*** Opening Source passage ***

Saturday, May 31, 2008

Why reduce driving? Higher gas prices can help

Reduce how much we drive instead of looking for technological fixes that will not get us to 350 CO2. Amory Lovins, and others, offer light weight green cars like hybrids as a solution to our energy problems from oil. However strip mining the Congo with massive human rights abuses through sponsored resource wars, to keep our hybrids humming, on lithium and cobalt, and colton for our cellphones is an unsustainable and clearly unethical system.

Large lighter cars with present speeds is advocacy for unwalkable cities, against our only real solution. There nothing we can do to teach our kids how not to get run over by a Prius or a monster truck. Walking today is like rolling a dice with cars. I don't know if smaller cars will help but slower anything helps.

People in Lovin's favor argue that there is nothing we can practically do to reduce the necessity for cars. Addressing the properties of cars can reduce their impact on the environment. But our social economy is designed for fossil fuel consumption, and favors those who consume most. Lovin's is like aristocracy surfing the tide of elitism. Healthy cities are a wistful goal, instead of taking the chance out of walking, lets tinker with the machinery of death they say.

Worldchanging and Duany/Zyberk/Speck in Suburban Nation offer alternate visions.

Reducing driving with functional transit in corridors like the El Camino is a real alternative. The access parameters to make it viable need to be developed primarily on time service, shorter commute times versus the single occupancy automobile, expensive parking to not hamper fare box recovery, and improved throughput with grade separation for both bus and train.

High gas prices have delivered many benefits like higher transit ridership, better air quality, and lower congestion. Policy makers for the last 50 years have tried to achieve these goals by spending trillions of dollars on road expansion. In the process people have become trapped in their homes by speeding and scofflaw gridirons of steel. Cancer, lung disease, heart disease, diabetes, and obesity have accelerated in the fast lane; but can be cured with higher transit usage. The state has bankrupted itself cutting school programs to pay for road expansion and the contractor lobbyist have muscled the governor not to shuffle the budget.

So you'd think that better transit, air quality and congestion relief would have policy makers thinking how they could improve these issues on the free. A study says commuters can deal with higher prices. Others are downsizing their engines reducing the potential for speeding traffic and producing less air pollution or leaving suburbs. What can policy makers do to improve coffers, reduce costs, and provide choice? Looking the gift horse of high gas prices in the mouth Policy Makers declare.... that gas prices are problem! Congress has an investigation going.

Gas prices may not stall commuters. They only choke our cities and kill our children and force us to leave our homes to retire, to the Sierra's, where we can walk in a retirement community, because not moving with our legs will cause us to end up in a pine box. Higher gas prices can pay for mass transit and help with fare box recovery, especially if we focus on corridors and drop low density service; and give transit authorities control over the landuse decisions within 1500 feet of a transit center primarily to control parking which erodes fare box recovery and makes for unsustainable transit authorities.

*** Closing Source passage ***

• Activity 1
Reproduce the blog post on gas prices and driving verbatim from "People in Lovin's" to "offer alternate visions.".
• Activity 2
What benefits does the blog post on gas prices and driving say high gas prices have delivered?

*** Opening Given data ***

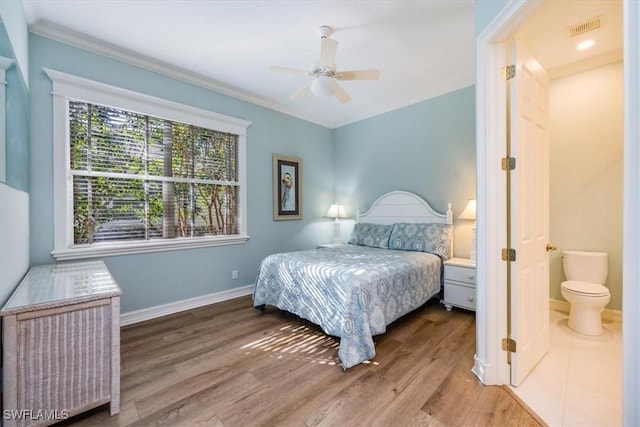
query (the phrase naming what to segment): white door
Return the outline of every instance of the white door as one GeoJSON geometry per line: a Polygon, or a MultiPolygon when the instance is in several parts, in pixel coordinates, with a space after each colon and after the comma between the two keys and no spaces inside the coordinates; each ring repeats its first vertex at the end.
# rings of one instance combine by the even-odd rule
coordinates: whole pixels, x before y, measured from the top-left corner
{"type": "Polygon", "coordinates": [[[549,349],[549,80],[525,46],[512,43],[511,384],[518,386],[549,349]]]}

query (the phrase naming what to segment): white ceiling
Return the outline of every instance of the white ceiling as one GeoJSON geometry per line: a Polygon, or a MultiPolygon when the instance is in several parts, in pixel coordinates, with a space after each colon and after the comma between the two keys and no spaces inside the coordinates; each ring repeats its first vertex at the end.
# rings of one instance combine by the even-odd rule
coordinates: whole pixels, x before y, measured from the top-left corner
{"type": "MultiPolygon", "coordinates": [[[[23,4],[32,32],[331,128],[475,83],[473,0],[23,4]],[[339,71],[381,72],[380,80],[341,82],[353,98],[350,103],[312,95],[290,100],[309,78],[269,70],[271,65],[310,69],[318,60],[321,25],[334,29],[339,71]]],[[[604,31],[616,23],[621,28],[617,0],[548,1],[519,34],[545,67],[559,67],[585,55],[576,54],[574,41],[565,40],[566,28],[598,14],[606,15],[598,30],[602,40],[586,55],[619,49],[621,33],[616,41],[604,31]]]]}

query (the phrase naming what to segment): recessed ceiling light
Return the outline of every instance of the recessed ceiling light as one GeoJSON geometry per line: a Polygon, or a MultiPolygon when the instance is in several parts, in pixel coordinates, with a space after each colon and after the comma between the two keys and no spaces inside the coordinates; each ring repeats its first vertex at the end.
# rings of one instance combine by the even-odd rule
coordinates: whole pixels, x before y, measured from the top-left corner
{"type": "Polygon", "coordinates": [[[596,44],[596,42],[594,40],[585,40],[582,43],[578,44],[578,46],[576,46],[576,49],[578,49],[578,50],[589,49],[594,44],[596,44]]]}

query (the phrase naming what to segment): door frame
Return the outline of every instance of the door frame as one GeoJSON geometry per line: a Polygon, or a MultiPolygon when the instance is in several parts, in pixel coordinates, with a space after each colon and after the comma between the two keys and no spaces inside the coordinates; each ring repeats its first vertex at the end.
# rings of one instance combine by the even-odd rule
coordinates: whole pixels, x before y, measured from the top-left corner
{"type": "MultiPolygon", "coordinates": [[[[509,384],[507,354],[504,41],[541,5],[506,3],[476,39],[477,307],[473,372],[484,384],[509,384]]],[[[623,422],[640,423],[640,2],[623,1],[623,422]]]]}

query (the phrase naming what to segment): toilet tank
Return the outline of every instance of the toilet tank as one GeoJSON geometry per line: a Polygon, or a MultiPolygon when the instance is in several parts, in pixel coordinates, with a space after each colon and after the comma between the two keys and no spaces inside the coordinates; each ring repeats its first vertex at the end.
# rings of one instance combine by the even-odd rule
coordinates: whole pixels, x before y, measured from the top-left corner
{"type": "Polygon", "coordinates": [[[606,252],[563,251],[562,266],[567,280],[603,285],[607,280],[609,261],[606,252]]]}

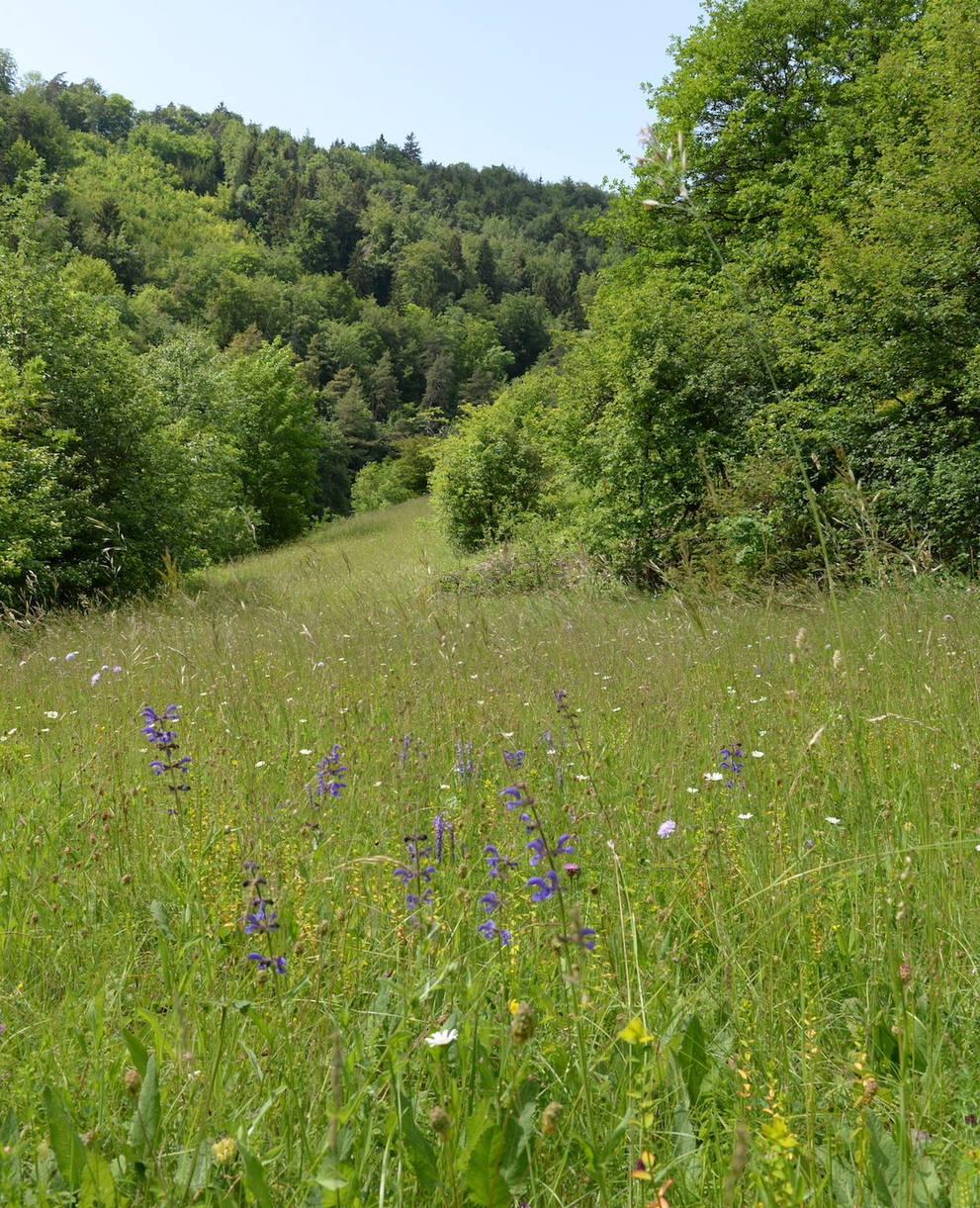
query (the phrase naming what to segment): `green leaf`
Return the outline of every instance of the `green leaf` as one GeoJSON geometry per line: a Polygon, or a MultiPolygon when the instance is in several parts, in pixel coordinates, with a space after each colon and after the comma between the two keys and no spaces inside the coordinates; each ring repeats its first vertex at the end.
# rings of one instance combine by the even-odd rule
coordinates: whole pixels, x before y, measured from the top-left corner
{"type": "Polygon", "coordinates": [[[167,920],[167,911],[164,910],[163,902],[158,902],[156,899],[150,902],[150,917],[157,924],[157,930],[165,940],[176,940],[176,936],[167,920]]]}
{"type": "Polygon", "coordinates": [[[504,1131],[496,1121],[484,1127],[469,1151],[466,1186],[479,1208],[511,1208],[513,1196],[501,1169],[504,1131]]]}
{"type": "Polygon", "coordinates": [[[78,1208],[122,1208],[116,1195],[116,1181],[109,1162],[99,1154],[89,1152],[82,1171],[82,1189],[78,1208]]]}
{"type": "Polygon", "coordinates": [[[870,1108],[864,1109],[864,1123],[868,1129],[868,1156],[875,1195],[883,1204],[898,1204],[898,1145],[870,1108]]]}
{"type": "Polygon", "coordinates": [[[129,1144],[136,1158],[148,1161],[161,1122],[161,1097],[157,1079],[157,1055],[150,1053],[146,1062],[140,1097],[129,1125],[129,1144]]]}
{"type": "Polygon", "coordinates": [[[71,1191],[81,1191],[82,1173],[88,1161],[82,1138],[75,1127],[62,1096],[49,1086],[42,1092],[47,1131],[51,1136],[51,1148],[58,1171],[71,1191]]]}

*** Closing Given data ***

• Answer box 1
People in Lovin's favor argue that there is nothing we can practically do to reduce the necessity for cars. Addressing the properties of cars can reduce their impact on the environment. But our social economy is designed for fossil fuel consumption, and favors those who consume most. Lovin's is like aristocracy surfing the tide of elitism. Healthy cities are a wistful goal, instead of taking the chance out of walking, lets tinker with the machinery of death they say.

Worldchanging and Duany/Zyberk/Speck in Suburban Nation offer alternate visions.

• Answer box 2
Higher transit ridership, better air quality, and lower congestion.